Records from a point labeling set
○ ○ ○ ○

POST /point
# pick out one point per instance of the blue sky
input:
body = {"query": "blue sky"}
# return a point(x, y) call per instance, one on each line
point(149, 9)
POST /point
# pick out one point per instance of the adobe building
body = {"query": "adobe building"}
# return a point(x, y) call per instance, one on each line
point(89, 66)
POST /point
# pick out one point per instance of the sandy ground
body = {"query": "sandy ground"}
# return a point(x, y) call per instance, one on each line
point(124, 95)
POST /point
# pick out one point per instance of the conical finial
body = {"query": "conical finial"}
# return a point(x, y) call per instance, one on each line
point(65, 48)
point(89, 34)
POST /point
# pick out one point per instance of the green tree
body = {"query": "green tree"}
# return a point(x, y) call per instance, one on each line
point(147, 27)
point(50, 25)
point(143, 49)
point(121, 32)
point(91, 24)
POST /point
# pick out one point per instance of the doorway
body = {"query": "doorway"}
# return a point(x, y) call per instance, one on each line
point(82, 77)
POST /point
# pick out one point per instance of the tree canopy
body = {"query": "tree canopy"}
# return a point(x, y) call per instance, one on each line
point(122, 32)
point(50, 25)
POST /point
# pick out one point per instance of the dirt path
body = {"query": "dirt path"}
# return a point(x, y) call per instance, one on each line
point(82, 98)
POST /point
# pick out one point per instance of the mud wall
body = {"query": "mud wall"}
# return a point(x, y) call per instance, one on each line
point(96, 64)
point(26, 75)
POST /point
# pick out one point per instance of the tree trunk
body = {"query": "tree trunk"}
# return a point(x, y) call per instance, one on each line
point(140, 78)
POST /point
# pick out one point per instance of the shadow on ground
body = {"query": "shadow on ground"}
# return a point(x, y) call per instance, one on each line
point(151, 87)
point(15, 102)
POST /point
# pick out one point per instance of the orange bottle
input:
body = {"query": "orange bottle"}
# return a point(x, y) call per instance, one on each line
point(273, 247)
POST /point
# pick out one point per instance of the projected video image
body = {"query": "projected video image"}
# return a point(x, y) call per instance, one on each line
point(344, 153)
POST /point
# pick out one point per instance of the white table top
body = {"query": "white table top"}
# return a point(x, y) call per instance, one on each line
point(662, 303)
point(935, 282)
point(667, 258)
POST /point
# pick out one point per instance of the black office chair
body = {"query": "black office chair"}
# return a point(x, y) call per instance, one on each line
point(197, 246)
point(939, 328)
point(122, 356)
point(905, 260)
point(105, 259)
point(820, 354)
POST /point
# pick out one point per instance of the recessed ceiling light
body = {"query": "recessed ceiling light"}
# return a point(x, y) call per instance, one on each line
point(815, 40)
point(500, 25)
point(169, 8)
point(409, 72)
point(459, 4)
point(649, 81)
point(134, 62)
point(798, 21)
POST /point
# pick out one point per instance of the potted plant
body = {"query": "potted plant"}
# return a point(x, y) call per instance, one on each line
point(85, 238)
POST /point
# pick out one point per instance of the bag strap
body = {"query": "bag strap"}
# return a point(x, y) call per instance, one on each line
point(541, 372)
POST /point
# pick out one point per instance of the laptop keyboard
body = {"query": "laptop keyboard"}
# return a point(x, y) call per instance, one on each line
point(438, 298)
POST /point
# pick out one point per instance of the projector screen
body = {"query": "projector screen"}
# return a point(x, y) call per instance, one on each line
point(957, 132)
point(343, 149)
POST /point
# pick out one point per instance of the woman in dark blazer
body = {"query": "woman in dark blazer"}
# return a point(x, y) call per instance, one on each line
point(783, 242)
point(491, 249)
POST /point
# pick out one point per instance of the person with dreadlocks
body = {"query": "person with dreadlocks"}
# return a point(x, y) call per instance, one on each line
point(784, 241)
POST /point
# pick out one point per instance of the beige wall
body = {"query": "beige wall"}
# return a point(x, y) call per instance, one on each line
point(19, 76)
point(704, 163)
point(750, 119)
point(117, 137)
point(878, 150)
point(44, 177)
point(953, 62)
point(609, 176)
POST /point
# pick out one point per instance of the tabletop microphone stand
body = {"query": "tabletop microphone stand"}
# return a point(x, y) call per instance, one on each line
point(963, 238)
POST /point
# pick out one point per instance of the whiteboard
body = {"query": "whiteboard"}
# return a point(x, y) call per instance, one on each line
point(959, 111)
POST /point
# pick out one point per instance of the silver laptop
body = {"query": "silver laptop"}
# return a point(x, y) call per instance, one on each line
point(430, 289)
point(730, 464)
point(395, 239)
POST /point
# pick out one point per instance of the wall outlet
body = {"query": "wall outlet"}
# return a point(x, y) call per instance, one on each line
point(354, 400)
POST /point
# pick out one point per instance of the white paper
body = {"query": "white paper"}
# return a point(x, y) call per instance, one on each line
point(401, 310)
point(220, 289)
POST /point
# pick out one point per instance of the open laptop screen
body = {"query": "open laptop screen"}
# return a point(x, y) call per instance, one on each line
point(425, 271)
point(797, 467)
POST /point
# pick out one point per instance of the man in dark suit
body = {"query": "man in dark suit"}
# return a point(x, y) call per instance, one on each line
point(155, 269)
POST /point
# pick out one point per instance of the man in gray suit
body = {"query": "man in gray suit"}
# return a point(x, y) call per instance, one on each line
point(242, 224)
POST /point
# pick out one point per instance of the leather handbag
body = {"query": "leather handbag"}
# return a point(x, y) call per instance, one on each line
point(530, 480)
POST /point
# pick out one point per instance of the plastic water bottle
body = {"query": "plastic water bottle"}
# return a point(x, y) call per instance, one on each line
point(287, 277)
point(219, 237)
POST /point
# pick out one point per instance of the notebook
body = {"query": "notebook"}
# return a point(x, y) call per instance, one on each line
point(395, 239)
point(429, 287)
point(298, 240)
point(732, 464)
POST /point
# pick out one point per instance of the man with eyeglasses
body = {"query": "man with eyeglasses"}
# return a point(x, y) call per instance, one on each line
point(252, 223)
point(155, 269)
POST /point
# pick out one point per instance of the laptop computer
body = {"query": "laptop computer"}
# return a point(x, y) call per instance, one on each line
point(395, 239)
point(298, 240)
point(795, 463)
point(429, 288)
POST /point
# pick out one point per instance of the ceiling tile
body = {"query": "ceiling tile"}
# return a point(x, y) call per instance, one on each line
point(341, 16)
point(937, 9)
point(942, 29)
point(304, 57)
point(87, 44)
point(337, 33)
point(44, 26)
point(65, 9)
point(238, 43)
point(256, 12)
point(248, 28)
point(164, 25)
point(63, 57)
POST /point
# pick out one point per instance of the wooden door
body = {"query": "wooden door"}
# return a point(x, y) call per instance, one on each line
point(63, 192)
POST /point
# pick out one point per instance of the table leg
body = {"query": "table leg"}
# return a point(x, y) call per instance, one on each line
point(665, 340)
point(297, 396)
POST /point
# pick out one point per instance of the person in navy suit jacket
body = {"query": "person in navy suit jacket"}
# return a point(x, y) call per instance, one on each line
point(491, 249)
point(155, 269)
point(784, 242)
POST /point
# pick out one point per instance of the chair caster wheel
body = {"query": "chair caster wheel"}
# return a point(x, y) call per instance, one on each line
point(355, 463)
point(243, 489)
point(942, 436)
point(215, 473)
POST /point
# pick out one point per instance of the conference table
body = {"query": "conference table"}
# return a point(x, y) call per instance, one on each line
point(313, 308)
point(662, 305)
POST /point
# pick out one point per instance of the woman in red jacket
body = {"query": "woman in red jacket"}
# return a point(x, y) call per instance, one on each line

○ ○ ○ ○

Copy out every one of the entries above line for line, with no changes.

POST /point
# pick out one point per instance of the blue sky
input:
body = {"query": "blue sky"}
# return a point(x, y) call per instance, one on each line
point(149, 9)
POST /point
# pick out one point per instance of the adobe building
body = {"query": "adobe building"}
# return a point(x, y) call per instance, one on each line
point(89, 66)
POST /point
# pick out one point per instance of the sandy ground
body = {"query": "sandy ground"}
# return a point(x, y) call per instance, one on each line
point(124, 95)
POST /point
# pick out one point per instance of the conical finial
body = {"query": "conical finial"}
# return a point(x, y) call per instance, one on each line
point(65, 48)
point(89, 34)
POST /point
# pick out one point per instance of the green tree
body = {"query": "green tree"}
# return a point(x, y) call per instance, one on each line
point(147, 27)
point(50, 25)
point(143, 49)
point(121, 32)
point(91, 24)
POST /point
# pick out one point per instance of the doorway
body = {"query": "doorway"}
# return a point(x, y) call per instance, one on each line
point(82, 77)
POST /point
# pick out one point per instance of the tree canopy
body = {"query": "tree canopy"}
# return a point(x, y) call per instance, one on each line
point(122, 32)
point(50, 25)
POST /point
# pick out one point per instance of the dirt path
body = {"query": "dirt path"}
# return a point(x, y) call per instance, one on each line
point(82, 98)
POST /point
# pick out one point per instance of the mud wall
body = {"query": "mud wall"}
# return a point(x, y) call per instance, one on each line
point(96, 64)
point(26, 75)
POST /point
# pick out one point per instance of the tree trunk
body = {"query": "tree trunk"}
# return a point(x, y) call per instance, one on each line
point(140, 78)
POST /point
# pick out one point per instance of the shadow on ground
body = {"query": "shadow on ground"}
# return a point(x, y) call per instance, one on each line
point(151, 87)
point(15, 102)
POST /point
# pick out one point per instance of the orange bottle
input:
body = {"query": "orange bottle"}
# return a point(x, y) call per instance, one on each line
point(273, 247)
POST /point
# pick out one point per instance of the projected video image
body = {"query": "projected video image"}
# return a point(x, y) call per instance, one on each line
point(344, 153)
POST /point
# pick out one point per instance of the white table top
body = {"query": "white table top"}
# return a point(x, y) call per instance, one on each line
point(662, 303)
point(935, 282)
point(667, 258)
POST /point
# pick out one point per instance of the black office chair
body = {"query": "black office chair"}
# return a point(x, y) call per instance, one on each line
point(197, 246)
point(939, 328)
point(122, 356)
point(905, 260)
point(105, 259)
point(820, 354)
POST /point
# pick out one point per instance of the recessed ceiling light
body = {"query": "recessed ceiling light"}
# return a point(x, y) call per instance, one on each line
point(815, 40)
point(500, 25)
point(169, 8)
point(409, 72)
point(459, 4)
point(649, 81)
point(134, 62)
point(798, 21)
POST /point
# pick out one point per instance of the potted plant
body = {"query": "potted plant"}
# return a point(x, y) call per instance, one on each line
point(85, 238)
POST /point
# pick out one point per instance of the bag strap
body = {"query": "bag strap"}
# return a point(x, y) call per instance, one on each line
point(541, 372)
POST /point
# pick out one point per instance of the laptop keyboard
body = {"query": "laptop keyboard"}
# return a point(x, y) call per instance, one on each line
point(438, 298)
POST /point
# pick out one point per instance of the projector screen
body = {"query": "projector screen"}
# return a point(x, y) call per instance, one on each line
point(957, 132)
point(343, 149)
POST /point
# pick out one point per instance of the woman in dark blazer
body = {"query": "woman in dark blazer"}
# return a point(x, y) call per instance, one on each line
point(783, 242)
point(491, 249)
POST /point
# pick out one point per instance of the person with dreadlocks
body = {"query": "person with dreadlocks"}
# return a point(x, y) call per instance, one on each line
point(784, 241)
POST /point
# pick out one point per instance of the beige wall
body = {"query": "beige wall"}
# return a point(x, y) call per instance, one on each line
point(19, 76)
point(704, 163)
point(750, 119)
point(117, 137)
point(878, 150)
point(44, 177)
point(953, 62)
point(609, 176)
POST /point
# pick out one point per instance of the tabletop microphone stand
body = {"query": "tabletop microphone stand"}
# return a point(x, y) call per instance, one on each line
point(963, 238)
POST /point
# pick out one point per instance of the whiteboard
body = {"query": "whiteboard"}
# return a point(x, y) call per instance, one on each line
point(959, 111)
POST /point
# pick out one point per instance of the silver laptop
body = {"query": "silver laptop"}
# return a point(x, y) call per instance, one on each line
point(430, 289)
point(730, 464)
point(395, 239)
POST /point
# pick out one point per instance of the wall outlet
body = {"query": "wall outlet"}
# return a point(x, y) call per instance, one on each line
point(354, 400)
POST /point
# pick out one point per instance of the white paper
body = {"query": "white paper"}
# return a point(x, y) call per instance, one on each line
point(401, 310)
point(220, 289)
POST /point
# pick out one point per instance of the open laptop screen
body = {"query": "open laptop screen"}
# return a point(x, y) call per instance, one on each line
point(425, 271)
point(797, 467)
POST /point
# pick out one point per instance of the man in dark suit
body = {"query": "man in dark suit"}
# return a point(x, y) call per instance, one on each line
point(155, 269)
POST /point
# pick out one point per instance of the man in gray suit
body = {"query": "man in gray suit"}
# return a point(x, y) call per instance, one on each line
point(242, 224)
POST /point
# pick out one point per instance of the leather handbag
body = {"query": "leather handbag"}
# return a point(x, y) call per instance, one on each line
point(530, 480)
POST /point
# pick out one point per instance of the plastic water bottle
body = {"query": "plastic water bottle"}
# return a point(x, y) call per instance, one on each line
point(287, 277)
point(219, 237)
POST /point
# pick out one point per instance of the notebook
body = {"query": "notebook"}
# return a point(x, y) call per instance, one on each line
point(395, 239)
point(429, 287)
point(298, 240)
point(732, 464)
POST /point
# pick out one point per instance of the man with eyeglasses
body = {"query": "man with eyeglasses"}
# return a point(x, y) call per instance, one on each line
point(252, 223)
point(155, 269)
POST /point
# pick out one point per instance of the laptop computer
body = {"query": "laptop computer"}
# return a point(x, y) call per instance, one on each line
point(395, 239)
point(298, 240)
point(795, 463)
point(429, 288)
POST /point
# pick out one point per instance of the ceiling tile
body = {"query": "ceiling tile"}
# return a point(x, y) call per instance, one on each line
point(341, 16)
point(937, 9)
point(942, 29)
point(304, 57)
point(87, 44)
point(337, 33)
point(44, 26)
point(65, 9)
point(238, 43)
point(256, 12)
point(248, 28)
point(164, 25)
point(63, 57)
POST /point
# pick out one point per instance of the wooden door
body = {"query": "wooden door"}
# return a point(x, y) call per instance, one on each line
point(63, 192)
POST /point
# pick out one point per instance of the table leg
body = {"query": "table leg"}
# return a point(x, y) call per instance, one on each line
point(665, 340)
point(297, 396)
POST /point
# pick out one point per instance of the person in navy suit jacket
body = {"query": "person in navy suit jacket"}
# return a point(x, y) call per instance, one on each line
point(491, 249)
point(155, 269)
point(784, 242)
POST /point
# pick out one point per instance of the chair caster wheel
body = {"query": "chair caster wheel"}
# return a point(x, y) call per instance, one on each line
point(355, 463)
point(243, 489)
point(942, 436)
point(215, 473)
POST /point
# pick out one point per instance of the conference table
body = {"query": "conference table"}
# return a point(x, y) call per instance, one on each line
point(313, 308)
point(662, 305)
POST /point
# pick out one point per instance of the woman in red jacket
body = {"query": "woman in red jacket"}
# return a point(x, y) call per instance, one on each line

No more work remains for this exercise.